• _Work request A_: In the passage on a British-kept America, which two developments does it say revived the flagging institution of slavery?
• _Work request B_: List every place name that the passage on a British-kept America writes out in full, leaving out abbreviations.

• _Text section_:
1. Slavery. We must remember slavery was becoming unprofitable around the end of the 18th century. It could have died out anyway were it not for the clothing industry and the cotton gin. These developments spurred on the flagging institution. Had the British kept the colonies, they would have been tempted to keep slavery for the same reasons the US did (indeed there was talk in London to help the CSA protect slave supplied cotton). Even if they didn’t keep slavery, there is still a good chance they would have let the colonies institute some sort of apartheid as they allowed in South Africa.
2. Native Americans. Although the British and Canadians treated Native Americans better than the Americans did, if the British had a greater investment in American cotton industry and accompanying western expansion, they might have followed similar policies to the United States. Certainly the British engaged in aggressive colonial practices in Africa against natives where there was a greater economic stake (such as the Zulu Wars).

• _Dataset extract_:
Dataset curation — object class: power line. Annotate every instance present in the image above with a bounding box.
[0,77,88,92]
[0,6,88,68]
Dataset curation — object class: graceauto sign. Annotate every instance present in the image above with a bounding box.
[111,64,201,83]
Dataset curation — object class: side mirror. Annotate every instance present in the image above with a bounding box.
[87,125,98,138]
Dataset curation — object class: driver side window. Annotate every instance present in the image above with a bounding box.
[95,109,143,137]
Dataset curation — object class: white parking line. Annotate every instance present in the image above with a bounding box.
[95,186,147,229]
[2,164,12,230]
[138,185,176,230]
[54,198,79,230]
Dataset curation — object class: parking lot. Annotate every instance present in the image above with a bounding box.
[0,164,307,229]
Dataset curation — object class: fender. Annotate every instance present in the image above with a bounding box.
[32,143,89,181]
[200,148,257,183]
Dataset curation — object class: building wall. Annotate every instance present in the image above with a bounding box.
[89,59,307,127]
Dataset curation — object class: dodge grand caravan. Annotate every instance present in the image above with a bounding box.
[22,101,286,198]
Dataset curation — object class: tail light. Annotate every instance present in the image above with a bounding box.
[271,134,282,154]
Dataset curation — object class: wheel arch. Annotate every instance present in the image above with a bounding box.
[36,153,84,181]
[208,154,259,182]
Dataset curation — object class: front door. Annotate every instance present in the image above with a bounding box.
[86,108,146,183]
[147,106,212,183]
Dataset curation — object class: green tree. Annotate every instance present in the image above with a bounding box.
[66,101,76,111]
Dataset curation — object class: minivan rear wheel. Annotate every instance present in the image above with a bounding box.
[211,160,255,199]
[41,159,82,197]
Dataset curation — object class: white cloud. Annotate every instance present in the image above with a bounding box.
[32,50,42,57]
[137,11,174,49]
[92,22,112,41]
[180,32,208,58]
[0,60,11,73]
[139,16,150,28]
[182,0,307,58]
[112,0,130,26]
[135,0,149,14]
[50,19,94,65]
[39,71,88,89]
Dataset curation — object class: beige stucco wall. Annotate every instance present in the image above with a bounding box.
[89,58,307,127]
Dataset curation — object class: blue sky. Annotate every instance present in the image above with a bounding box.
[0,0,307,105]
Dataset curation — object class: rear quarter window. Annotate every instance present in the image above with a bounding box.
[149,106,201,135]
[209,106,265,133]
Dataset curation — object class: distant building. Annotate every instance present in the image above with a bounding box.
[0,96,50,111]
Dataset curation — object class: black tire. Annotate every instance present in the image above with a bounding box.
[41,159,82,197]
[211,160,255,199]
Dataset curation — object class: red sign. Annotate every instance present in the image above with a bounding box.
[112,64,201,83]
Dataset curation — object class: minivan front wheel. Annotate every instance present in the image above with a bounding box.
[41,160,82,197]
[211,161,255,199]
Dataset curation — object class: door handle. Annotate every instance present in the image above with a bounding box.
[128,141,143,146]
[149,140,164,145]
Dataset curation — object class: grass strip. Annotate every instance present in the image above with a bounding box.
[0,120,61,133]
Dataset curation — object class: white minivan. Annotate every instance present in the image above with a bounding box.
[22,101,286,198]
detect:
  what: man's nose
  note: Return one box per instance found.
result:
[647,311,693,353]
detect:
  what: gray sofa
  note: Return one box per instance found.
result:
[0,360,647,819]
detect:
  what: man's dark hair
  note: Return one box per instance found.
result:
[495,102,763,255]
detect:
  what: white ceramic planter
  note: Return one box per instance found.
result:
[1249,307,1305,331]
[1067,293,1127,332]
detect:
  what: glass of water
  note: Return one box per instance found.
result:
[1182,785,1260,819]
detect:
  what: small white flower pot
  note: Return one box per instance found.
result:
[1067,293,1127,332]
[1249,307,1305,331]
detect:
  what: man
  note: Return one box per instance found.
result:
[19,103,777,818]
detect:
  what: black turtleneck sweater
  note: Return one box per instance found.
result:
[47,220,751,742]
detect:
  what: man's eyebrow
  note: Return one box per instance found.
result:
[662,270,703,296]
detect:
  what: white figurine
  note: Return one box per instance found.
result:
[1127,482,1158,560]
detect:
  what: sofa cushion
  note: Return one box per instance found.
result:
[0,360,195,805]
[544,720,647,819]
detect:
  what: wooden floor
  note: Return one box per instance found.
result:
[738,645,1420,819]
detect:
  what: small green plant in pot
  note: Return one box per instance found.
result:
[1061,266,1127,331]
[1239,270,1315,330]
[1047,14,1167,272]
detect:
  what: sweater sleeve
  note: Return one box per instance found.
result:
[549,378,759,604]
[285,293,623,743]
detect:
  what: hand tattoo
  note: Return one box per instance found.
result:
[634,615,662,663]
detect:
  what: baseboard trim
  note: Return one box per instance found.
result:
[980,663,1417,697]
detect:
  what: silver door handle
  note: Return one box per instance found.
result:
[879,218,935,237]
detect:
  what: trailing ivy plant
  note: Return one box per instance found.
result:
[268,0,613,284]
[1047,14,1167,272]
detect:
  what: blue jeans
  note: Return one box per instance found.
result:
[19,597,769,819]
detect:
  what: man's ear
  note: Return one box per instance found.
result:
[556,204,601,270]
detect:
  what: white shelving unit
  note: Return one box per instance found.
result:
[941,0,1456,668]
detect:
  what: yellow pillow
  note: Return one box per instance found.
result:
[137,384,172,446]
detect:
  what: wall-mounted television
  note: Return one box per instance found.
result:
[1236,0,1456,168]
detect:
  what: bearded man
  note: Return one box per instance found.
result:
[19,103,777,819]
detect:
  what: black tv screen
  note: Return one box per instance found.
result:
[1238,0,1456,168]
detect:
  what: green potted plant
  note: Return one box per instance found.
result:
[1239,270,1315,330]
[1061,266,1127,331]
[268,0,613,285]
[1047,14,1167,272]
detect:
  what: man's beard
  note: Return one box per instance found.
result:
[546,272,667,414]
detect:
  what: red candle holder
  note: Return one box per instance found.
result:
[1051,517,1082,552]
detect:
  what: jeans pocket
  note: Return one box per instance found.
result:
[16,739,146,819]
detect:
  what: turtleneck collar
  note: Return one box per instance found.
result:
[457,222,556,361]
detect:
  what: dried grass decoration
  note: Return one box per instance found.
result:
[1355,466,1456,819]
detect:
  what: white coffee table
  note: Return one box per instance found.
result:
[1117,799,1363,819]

• _Problem solution A_: The clothing industry and the cotton gin.

• _Problem solution B_: London, South Africa, United States, Africa